- [Exercise materials]
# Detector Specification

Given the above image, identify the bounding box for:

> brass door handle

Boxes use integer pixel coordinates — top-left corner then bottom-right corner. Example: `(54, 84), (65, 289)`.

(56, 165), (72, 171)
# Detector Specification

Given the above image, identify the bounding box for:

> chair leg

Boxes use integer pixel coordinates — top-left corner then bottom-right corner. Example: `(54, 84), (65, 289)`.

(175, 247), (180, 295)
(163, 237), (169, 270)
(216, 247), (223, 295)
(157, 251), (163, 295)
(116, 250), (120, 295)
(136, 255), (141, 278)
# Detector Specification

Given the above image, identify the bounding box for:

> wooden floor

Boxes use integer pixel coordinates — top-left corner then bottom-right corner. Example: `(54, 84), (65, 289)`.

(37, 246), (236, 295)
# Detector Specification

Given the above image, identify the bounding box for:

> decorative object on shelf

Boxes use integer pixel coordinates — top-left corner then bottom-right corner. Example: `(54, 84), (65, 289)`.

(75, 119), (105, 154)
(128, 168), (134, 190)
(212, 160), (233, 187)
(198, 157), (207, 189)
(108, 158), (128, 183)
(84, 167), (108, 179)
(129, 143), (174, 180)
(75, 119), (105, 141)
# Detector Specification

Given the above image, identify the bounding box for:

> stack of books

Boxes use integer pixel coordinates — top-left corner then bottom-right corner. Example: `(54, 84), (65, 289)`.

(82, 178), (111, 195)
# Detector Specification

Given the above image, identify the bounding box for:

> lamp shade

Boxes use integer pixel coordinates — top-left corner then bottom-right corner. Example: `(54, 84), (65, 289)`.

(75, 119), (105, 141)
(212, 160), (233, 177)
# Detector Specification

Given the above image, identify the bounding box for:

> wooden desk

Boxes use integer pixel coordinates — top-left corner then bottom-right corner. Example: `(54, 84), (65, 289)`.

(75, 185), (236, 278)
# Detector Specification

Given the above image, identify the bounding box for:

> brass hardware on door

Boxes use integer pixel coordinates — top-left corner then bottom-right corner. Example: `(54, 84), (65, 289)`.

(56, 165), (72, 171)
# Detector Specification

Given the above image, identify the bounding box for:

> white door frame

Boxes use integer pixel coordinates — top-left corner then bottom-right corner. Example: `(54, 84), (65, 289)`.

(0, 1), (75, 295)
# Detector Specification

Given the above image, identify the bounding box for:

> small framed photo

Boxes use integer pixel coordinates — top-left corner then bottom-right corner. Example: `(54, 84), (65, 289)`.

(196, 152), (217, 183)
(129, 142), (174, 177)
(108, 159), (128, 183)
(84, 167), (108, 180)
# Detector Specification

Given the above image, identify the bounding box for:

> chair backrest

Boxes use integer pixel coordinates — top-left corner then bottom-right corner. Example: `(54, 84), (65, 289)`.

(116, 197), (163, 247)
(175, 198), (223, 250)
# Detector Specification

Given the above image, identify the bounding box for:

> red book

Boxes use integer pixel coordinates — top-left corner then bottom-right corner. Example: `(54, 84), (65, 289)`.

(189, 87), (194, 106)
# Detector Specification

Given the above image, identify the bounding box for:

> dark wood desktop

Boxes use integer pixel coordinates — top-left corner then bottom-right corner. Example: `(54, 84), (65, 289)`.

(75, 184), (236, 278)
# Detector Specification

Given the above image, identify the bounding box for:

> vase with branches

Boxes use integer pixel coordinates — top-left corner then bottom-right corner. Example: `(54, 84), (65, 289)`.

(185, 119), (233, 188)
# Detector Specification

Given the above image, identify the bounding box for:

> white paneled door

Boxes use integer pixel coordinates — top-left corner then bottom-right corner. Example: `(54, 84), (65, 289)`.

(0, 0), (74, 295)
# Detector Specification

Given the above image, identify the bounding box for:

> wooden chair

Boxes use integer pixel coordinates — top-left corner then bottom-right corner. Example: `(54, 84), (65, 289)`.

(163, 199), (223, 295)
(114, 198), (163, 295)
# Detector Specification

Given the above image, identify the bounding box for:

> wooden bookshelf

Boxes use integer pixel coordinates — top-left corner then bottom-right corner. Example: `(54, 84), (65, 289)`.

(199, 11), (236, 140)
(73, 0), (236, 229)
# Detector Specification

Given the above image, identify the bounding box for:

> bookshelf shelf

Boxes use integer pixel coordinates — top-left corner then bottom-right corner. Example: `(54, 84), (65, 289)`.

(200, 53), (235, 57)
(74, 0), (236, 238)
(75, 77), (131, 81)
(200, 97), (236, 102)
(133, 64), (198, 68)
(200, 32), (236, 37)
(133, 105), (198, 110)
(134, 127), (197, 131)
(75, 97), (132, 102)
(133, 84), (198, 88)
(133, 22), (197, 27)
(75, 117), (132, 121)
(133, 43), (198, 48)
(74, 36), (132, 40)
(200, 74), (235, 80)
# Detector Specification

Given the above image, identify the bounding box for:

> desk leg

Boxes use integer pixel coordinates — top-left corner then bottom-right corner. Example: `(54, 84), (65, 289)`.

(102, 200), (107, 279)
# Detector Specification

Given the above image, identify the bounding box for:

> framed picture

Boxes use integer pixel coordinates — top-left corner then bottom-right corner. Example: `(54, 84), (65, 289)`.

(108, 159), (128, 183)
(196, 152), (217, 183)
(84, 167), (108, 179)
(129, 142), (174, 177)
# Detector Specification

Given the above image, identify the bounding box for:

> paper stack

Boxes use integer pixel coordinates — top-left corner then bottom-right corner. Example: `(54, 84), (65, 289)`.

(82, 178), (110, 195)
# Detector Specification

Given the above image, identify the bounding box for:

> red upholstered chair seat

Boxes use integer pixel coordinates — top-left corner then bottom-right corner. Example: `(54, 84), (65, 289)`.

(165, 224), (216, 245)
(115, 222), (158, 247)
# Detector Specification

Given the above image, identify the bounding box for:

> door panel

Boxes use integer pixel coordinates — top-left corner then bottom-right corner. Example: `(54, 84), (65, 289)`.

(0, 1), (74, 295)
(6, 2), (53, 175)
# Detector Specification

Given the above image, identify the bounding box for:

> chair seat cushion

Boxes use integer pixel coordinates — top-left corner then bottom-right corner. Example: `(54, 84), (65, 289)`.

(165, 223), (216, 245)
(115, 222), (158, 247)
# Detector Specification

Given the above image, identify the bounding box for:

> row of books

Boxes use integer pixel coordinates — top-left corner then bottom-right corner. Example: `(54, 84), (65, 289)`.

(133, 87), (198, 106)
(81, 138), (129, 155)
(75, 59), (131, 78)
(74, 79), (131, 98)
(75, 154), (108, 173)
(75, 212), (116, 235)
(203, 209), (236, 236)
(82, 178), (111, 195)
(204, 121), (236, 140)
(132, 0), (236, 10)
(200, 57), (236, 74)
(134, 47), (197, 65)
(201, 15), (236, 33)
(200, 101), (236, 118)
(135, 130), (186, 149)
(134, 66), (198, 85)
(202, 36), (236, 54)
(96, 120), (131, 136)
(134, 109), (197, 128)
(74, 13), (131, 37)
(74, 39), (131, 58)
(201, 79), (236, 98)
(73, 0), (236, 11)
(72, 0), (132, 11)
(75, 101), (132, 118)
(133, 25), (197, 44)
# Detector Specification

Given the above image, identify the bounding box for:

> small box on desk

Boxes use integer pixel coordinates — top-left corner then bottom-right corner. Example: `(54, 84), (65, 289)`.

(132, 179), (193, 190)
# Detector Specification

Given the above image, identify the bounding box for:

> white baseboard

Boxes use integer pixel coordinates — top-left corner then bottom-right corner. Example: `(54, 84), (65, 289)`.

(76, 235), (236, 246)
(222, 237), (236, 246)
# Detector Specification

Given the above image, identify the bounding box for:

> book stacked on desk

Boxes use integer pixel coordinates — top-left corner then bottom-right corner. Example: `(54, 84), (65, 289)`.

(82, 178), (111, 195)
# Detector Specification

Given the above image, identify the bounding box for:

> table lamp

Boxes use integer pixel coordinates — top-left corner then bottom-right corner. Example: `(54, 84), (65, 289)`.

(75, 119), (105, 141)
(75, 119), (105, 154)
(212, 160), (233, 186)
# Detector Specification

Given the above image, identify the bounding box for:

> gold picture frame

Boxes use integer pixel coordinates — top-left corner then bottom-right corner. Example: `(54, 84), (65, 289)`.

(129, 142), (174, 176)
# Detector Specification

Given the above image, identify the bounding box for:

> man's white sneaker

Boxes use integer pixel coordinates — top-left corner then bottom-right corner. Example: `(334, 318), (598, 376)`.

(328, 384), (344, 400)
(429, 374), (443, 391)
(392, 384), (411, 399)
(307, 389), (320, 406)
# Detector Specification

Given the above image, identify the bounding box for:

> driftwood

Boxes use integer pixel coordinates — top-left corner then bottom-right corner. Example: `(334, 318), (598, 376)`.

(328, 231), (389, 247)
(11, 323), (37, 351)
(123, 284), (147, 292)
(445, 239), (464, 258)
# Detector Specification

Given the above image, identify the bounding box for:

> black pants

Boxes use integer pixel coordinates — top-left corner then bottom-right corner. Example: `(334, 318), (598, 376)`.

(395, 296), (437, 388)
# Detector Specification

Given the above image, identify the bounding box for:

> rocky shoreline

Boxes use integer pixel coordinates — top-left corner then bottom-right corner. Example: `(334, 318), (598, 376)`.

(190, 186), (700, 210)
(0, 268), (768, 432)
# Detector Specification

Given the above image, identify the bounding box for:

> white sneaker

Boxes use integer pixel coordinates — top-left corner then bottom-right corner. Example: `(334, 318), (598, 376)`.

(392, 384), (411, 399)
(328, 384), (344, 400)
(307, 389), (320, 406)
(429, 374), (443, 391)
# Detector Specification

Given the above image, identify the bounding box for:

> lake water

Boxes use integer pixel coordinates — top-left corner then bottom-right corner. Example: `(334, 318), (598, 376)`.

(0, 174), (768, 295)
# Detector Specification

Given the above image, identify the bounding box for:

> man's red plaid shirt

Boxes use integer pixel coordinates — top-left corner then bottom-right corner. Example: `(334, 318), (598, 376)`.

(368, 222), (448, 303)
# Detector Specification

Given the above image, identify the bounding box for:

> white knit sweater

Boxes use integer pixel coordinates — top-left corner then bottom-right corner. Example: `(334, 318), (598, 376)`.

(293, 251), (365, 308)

- [Instruction]
Pick out every line of the entries above that contains the word "chair", treating uppercase and lowercase as distinct.

- [Answer to the problem]
> chair leg
> chair backrest
> wooden chair
> red upholstered chair seat
> chair seat cushion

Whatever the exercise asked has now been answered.